• _Directive_:
Find every line in the items below that contains the word "black", and copy each such line in full. Case counts.

• _Material for the task_:
┄┄┄┄┄┄┄┄┄┄
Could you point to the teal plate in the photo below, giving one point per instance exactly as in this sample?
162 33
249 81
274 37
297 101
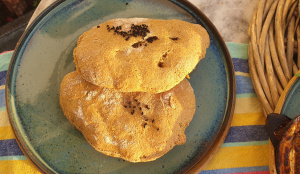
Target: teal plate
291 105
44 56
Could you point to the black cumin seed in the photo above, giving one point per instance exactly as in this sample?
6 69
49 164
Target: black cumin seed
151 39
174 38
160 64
┄┄┄┄┄┄┄┄┄┄
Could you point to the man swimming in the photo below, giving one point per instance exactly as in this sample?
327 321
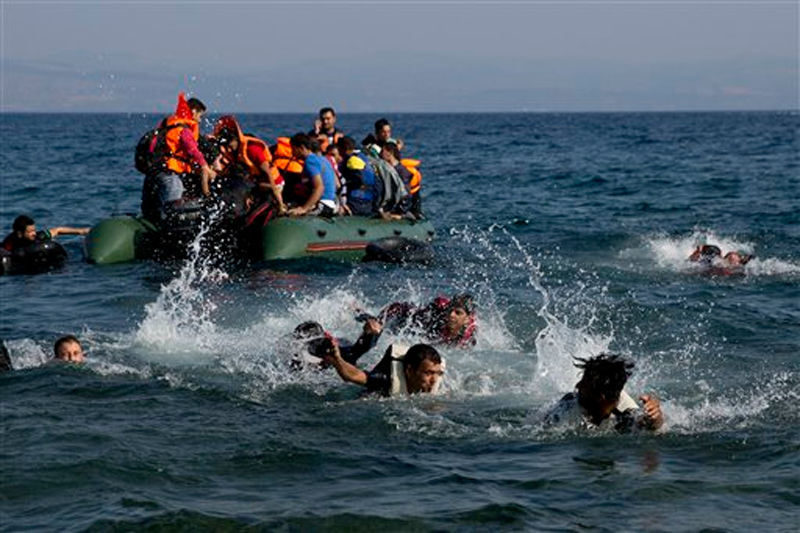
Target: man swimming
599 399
┄┄┄┄┄┄┄┄┄┄
• _Expected output_:
Could you point to the black cumin seed in the photo above, giving one point per instance exactly as in this sample?
Target: black cumin seed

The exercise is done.